[Stored items from a collection]
┄┄┄┄┄┄┄┄┄┄

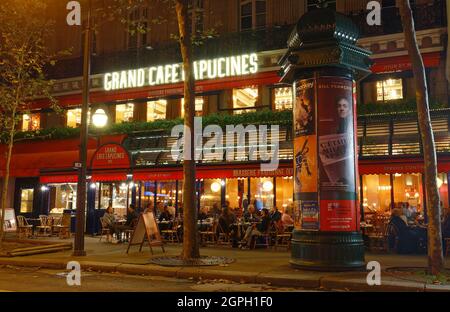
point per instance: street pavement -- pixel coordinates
(262, 266)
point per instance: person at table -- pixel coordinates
(132, 216)
(256, 229)
(227, 226)
(149, 207)
(408, 239)
(165, 215)
(251, 215)
(202, 215)
(109, 219)
(286, 220)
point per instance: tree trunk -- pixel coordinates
(6, 182)
(435, 257)
(190, 235)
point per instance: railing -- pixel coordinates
(426, 16)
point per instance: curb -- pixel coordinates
(344, 282)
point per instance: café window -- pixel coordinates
(252, 14)
(389, 90)
(377, 193)
(124, 112)
(74, 118)
(211, 193)
(198, 106)
(282, 98)
(408, 191)
(62, 196)
(156, 110)
(244, 100)
(312, 5)
(26, 200)
(31, 122)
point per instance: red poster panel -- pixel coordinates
(337, 154)
(110, 156)
(338, 215)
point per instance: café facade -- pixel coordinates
(138, 167)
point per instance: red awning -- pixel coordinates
(58, 179)
(109, 176)
(403, 63)
(392, 166)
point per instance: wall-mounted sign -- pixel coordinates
(110, 156)
(221, 67)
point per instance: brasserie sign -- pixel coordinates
(221, 67)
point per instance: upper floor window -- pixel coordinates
(244, 100)
(124, 112)
(312, 4)
(31, 122)
(198, 106)
(137, 33)
(156, 110)
(252, 14)
(389, 90)
(282, 98)
(74, 117)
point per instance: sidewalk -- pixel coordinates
(250, 266)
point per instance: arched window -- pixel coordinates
(252, 14)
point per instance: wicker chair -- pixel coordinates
(171, 234)
(45, 226)
(105, 231)
(24, 230)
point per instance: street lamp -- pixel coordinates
(99, 119)
(81, 187)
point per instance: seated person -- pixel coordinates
(251, 215)
(286, 220)
(274, 214)
(109, 219)
(408, 239)
(132, 216)
(256, 229)
(149, 207)
(227, 226)
(165, 215)
(202, 215)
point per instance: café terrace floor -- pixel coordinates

┄┄┄┄┄┄┄┄┄┄

Return the records exactly. Don't carry the pictures over.

TASK OUTPUT =
point per instance: street pavement -- pixel coordinates
(262, 266)
point per instance: person at table -- pixel coordinates
(132, 216)
(256, 229)
(227, 226)
(149, 207)
(408, 239)
(165, 215)
(251, 215)
(202, 215)
(109, 219)
(286, 220)
point per instance: tree trunk -- pixel coordinates
(6, 182)
(435, 257)
(190, 235)
point per instance: railing -- pixel coordinates
(426, 16)
point per instance: curb -- pixel coordinates
(344, 282)
point per instance: café window -- pixel coordinates
(252, 14)
(389, 90)
(377, 193)
(124, 112)
(74, 118)
(211, 193)
(198, 106)
(282, 98)
(408, 191)
(62, 196)
(156, 110)
(244, 100)
(312, 5)
(26, 200)
(31, 122)
point per instance: red poster panel -- pixel coordinates
(337, 154)
(110, 156)
(338, 215)
point per instance: café facade -- pixel coordinates
(138, 167)
point per instance: red awning -- pixel coordinates
(58, 179)
(109, 176)
(403, 63)
(392, 166)
point per instance: wall-mounted sign -- pixel coordinates
(110, 156)
(221, 67)
point per instance: brasserie sign -- pixel coordinates
(221, 67)
point per instance: upper floor window -- pixel coordinates
(244, 100)
(124, 112)
(312, 4)
(31, 122)
(198, 106)
(137, 33)
(156, 110)
(252, 14)
(389, 90)
(282, 98)
(74, 117)
point per instance: sidewalk -- pixel coordinates
(250, 266)
point per instance: arched window -- pixel coordinates
(252, 14)
point per instance: wicker chair -- pixel coordinates
(171, 234)
(45, 226)
(105, 231)
(24, 230)
point per instance: street lamp -- pixel coordinates
(99, 119)
(81, 187)
point per instance: seated person -- pixel coordinates
(251, 215)
(286, 220)
(274, 214)
(109, 219)
(408, 239)
(132, 216)
(256, 229)
(149, 207)
(227, 226)
(165, 215)
(202, 215)
point per instance: café terrace floor -- pixel coordinates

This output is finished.